* [What the task asks]: Repeat the data precisely as given.
%%
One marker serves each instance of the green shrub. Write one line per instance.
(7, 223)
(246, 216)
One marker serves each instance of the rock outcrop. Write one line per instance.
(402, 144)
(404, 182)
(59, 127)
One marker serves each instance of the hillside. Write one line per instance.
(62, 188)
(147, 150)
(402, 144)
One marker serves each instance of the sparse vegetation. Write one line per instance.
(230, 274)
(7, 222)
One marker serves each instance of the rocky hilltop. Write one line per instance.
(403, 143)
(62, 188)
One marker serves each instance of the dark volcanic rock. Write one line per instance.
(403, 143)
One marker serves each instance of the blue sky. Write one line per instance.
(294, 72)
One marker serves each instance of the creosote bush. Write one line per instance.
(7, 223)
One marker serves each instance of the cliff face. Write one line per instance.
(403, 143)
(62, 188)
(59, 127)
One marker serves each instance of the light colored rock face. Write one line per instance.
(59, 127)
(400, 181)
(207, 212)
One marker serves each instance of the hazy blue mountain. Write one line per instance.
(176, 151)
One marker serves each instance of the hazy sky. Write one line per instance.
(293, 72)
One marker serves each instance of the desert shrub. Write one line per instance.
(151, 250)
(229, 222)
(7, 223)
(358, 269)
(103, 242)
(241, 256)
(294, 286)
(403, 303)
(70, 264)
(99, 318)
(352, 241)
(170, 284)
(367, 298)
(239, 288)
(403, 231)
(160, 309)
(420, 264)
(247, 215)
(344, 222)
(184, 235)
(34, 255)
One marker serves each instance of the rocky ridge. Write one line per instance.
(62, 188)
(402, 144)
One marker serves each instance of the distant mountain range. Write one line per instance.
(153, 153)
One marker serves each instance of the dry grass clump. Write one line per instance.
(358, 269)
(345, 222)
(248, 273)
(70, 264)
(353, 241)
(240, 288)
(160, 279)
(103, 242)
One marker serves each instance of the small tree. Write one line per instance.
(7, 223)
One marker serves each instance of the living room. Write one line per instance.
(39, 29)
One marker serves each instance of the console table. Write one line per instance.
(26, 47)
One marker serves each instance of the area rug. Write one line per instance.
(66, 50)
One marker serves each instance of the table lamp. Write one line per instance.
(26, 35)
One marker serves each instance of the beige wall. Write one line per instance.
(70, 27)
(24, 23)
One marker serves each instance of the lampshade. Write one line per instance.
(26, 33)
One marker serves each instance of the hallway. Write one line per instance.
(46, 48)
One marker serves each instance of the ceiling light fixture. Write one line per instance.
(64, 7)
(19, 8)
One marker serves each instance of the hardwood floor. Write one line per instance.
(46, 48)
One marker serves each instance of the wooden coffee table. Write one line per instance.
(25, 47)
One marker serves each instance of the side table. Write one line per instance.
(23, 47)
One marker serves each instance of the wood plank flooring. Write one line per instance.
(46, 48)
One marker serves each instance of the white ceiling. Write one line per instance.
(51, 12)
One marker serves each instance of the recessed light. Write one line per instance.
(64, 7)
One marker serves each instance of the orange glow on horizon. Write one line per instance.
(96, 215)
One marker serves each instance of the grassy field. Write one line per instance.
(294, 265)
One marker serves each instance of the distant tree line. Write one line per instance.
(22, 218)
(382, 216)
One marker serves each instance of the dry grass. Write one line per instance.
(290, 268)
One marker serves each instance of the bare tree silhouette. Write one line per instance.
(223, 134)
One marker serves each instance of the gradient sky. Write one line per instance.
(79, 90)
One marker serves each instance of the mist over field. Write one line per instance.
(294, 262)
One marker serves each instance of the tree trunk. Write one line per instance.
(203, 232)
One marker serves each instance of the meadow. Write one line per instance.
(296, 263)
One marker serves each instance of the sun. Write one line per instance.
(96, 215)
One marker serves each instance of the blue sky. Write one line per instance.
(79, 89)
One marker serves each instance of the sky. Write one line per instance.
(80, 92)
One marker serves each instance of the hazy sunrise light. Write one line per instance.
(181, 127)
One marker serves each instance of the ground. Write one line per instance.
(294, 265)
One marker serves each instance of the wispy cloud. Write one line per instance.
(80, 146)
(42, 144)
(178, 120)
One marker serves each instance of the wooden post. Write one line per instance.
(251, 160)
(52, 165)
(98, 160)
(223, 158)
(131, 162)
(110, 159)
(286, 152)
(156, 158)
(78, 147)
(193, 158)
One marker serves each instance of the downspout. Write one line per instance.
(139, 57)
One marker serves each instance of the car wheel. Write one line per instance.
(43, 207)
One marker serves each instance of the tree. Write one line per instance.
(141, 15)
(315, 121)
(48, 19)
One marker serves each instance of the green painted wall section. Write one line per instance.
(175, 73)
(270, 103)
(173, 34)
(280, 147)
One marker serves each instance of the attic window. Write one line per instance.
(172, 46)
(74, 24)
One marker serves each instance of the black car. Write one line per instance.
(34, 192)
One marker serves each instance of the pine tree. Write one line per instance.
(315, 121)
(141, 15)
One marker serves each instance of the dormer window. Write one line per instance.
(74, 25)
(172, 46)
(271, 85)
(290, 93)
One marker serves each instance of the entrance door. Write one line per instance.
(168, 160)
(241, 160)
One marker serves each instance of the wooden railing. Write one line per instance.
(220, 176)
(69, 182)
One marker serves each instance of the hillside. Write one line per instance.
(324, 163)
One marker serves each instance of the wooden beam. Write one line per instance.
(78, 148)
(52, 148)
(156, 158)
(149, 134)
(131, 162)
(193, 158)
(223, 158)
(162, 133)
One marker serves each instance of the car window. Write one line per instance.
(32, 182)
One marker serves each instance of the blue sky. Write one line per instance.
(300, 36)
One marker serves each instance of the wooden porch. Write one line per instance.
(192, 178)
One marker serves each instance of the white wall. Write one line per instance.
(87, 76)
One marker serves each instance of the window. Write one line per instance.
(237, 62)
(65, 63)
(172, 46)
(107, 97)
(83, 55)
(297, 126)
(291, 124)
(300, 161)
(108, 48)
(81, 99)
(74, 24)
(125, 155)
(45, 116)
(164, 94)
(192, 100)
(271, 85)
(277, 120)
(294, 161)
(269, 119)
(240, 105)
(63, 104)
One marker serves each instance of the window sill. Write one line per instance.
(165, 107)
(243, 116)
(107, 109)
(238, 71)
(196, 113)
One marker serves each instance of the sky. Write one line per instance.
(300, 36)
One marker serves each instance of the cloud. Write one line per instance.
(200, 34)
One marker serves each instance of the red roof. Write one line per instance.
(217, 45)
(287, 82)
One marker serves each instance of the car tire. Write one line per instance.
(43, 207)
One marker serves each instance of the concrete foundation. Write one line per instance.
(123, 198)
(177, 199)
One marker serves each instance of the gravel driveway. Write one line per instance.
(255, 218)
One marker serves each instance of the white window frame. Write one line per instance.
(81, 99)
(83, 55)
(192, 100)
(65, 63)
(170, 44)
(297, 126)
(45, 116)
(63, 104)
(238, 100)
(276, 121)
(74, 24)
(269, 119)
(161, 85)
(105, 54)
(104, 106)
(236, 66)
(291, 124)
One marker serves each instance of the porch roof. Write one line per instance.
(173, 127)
%%
* [Solution to the exercise]:
One marker serves each instance of the green shrub. Write one line per instance.
(7, 223)
(246, 216)
One marker serves each instance of the rock outcrop. Write one line per instance.
(402, 144)
(404, 182)
(59, 127)
One marker serves each instance of the hillside. Write one line per instance.
(62, 188)
(147, 150)
(402, 144)
One marker serves each instance of the sparse vegetation. Write one line per instance.
(230, 274)
(7, 222)
One marker serves each instance of the rocky hilltop. Write one line per instance.
(403, 143)
(62, 188)
One marker serves each instance of the dark volcanic rock. Write one line per instance.
(403, 143)
One marker serves each instance of the blue sky. Write one line per instance.
(294, 72)
One marker serves each instance of the creosote bush. Write one line per instance.
(7, 223)
One marker serves each instance of the cliff face. Write one line per instance.
(403, 143)
(62, 188)
(59, 127)
One marker serves each instance of the light colored rock face. Write one line per instance.
(59, 127)
(400, 181)
(207, 212)
One marker serves each instance of the hazy blue mountain. Write one line per instance.
(176, 151)
One marker serves each instance of the hazy sky. Write one line per instance.
(293, 72)
One marker serves each instance of the desert shrub. Write one line per instance.
(151, 250)
(229, 222)
(7, 223)
(358, 269)
(103, 242)
(241, 256)
(294, 286)
(403, 303)
(70, 264)
(99, 318)
(352, 241)
(170, 284)
(367, 298)
(239, 288)
(403, 231)
(160, 309)
(420, 264)
(247, 215)
(344, 222)
(184, 235)
(34, 255)
One marker serves each instance of the rocky ridge. Write one line per instance.
(62, 188)
(402, 144)
One marker serves each instance of the distant mountain range. Write one line per instance.
(153, 153)
One marker serves each instance of the dry grass clump. Write one line per instance.
(358, 269)
(345, 222)
(248, 273)
(70, 264)
(353, 241)
(240, 288)
(160, 279)
(103, 242)
One marker serves each instance of the small tree. Write one line per instance.
(7, 223)
One marker serves each instance of the living room. Write one line per instance.
(39, 29)
One marker serves each instance of the console table. Write one line per instance.
(26, 47)
One marker serves each instance of the area rug. Write one line per instance.
(66, 50)
One marker serves each instance of the table lamp. Write one line per instance.
(26, 35)
One marker serves each instance of the beige wall. Write one line per instance.
(70, 27)
(24, 23)
One marker serves each instance of the lampshade. Write one line per instance.
(26, 33)
One marker serves each instance of the hallway. Write one line per instance.
(46, 48)
One marker serves each instance of the ceiling light fixture. Write one line per instance.
(64, 7)
(19, 8)
One marker serves each instance of the hardwood floor. Write one line per instance.
(46, 48)
One marker serves each instance of the wooden coffee table. Write one line per instance.
(25, 47)
One marker serves each instance of the side table. Write one line per instance.
(23, 47)
One marker serves each instance of the wood plank flooring. Write one line per instance.
(46, 48)
One marker serves each instance of the white ceiling. Write one line per instance.
(51, 12)
One marker serves each instance of the recessed light. Write one line per instance.
(64, 7)
One marker serves each instance of the orange glow on horizon. Write one line per instance.
(96, 215)
One marker serves each instance of the grassy field. Write one line per instance.
(294, 265)
One marker serves each instance of the distant tree line. Write one line per instance.
(22, 218)
(382, 216)
One marker serves each instance of the dry grass. Write one line per instance.
(290, 268)
One marker serves each instance of the bare tree silhouette. Write one line per instance.
(223, 134)
One marker serves each instance of the gradient sky. Write one line per instance.
(79, 90)
One marker serves each instance of the mist over field. Write one line per instance.
(294, 262)
One marker serves each instance of the tree trunk. Write one line per instance.
(203, 232)
One marker serves each instance of the meadow. Write one line per instance.
(296, 263)
One marker serves each instance of the sun. Write one line per instance.
(96, 215)
One marker serves each instance of the blue sky. Write one line per instance.
(79, 89)
One marker serves each instance of the sky. Write one line per instance.
(80, 92)
One marker serves each instance of the hazy sunrise light. Write one line per instance.
(181, 127)
One marker serves each instance of the ground. Write one line per instance.
(294, 265)
One marker serves each instance of the wispy cloud. Write one line per instance.
(80, 146)
(42, 144)
(178, 120)
One marker serves each instance of the wooden post. Write one line per instance.
(251, 160)
(52, 165)
(98, 160)
(223, 158)
(131, 162)
(110, 159)
(286, 152)
(156, 158)
(78, 147)
(193, 158)
One marker serves each instance of the downspout. Write one line per instance.
(139, 57)
One marker serves each instance of the car wheel. Write one line per instance.
(43, 207)
One marker serves each instance of the tree. Write one line per instance.
(141, 15)
(315, 121)
(48, 19)
One marker serves each instance of the green painted wall section. Write one line per instance.
(175, 73)
(270, 103)
(173, 34)
(280, 147)
One marker serves each instance of the attic window. Write one line per instance.
(172, 46)
(74, 24)
One marker serves each instance of the black car. Write one line per instance.
(34, 192)
One marker serves each instance of the pine tree. Write one line per instance.
(315, 121)
(141, 15)
One marker serves each instance of the dormer window. Write one line per instance.
(74, 25)
(172, 46)
(271, 85)
(290, 93)
One marker serves each instance of the entrance door. Write one line per instance.
(168, 160)
(241, 160)
One marker serves each instance of the wooden railing. Write one line per instance.
(220, 176)
(69, 182)
One marker serves each instance of the hillside. Write one line per instance.
(324, 163)
One marker serves each instance of the wooden beam. Write one line per instance.
(78, 148)
(52, 148)
(156, 158)
(149, 134)
(131, 162)
(193, 158)
(223, 158)
(162, 133)
One marker serves each instance of the car window. Write one line per instance.
(32, 182)
One marker serves each instance of the blue sky. Write one line per instance.
(300, 36)
One marker serves each instance of the wooden porch. Write one line per instance.
(192, 178)
One marker serves each instance of the white wall. Write one line per instance.
(87, 76)
One marker serves each instance of the window. Write one line per instance.
(237, 62)
(65, 63)
(172, 46)
(107, 97)
(83, 55)
(297, 126)
(291, 124)
(300, 161)
(108, 48)
(81, 99)
(74, 24)
(125, 155)
(45, 116)
(164, 94)
(192, 100)
(271, 85)
(277, 120)
(294, 161)
(269, 119)
(240, 105)
(63, 104)
One marker serves each instance of the window sill. Write one line per instance.
(165, 107)
(243, 116)
(107, 109)
(238, 71)
(196, 113)
One marker serves each instance of the sky. Write one line per instance.
(300, 36)
One marker serves each instance of the cloud. Write one line per instance.
(200, 34)
One marker serves each instance of the red roof. Write one line per instance.
(217, 45)
(287, 82)
One marker serves each instance of the car tire. Write one line per instance.
(43, 207)
One marker serves each instance of the concrete foundation. Write one line per instance.
(123, 198)
(177, 199)
One marker serves each instance of the gravel driveway. Write one line per instance.
(255, 218)
One marker serves each instance of the white window frame. Write one line per instance.
(81, 99)
(83, 55)
(192, 100)
(65, 63)
(170, 44)
(297, 126)
(45, 116)
(63, 104)
(238, 100)
(276, 121)
(74, 24)
(269, 119)
(161, 85)
(105, 54)
(104, 106)
(236, 66)
(291, 124)
One marker serves each instance of the porch roof. Write one line per instance.
(173, 127)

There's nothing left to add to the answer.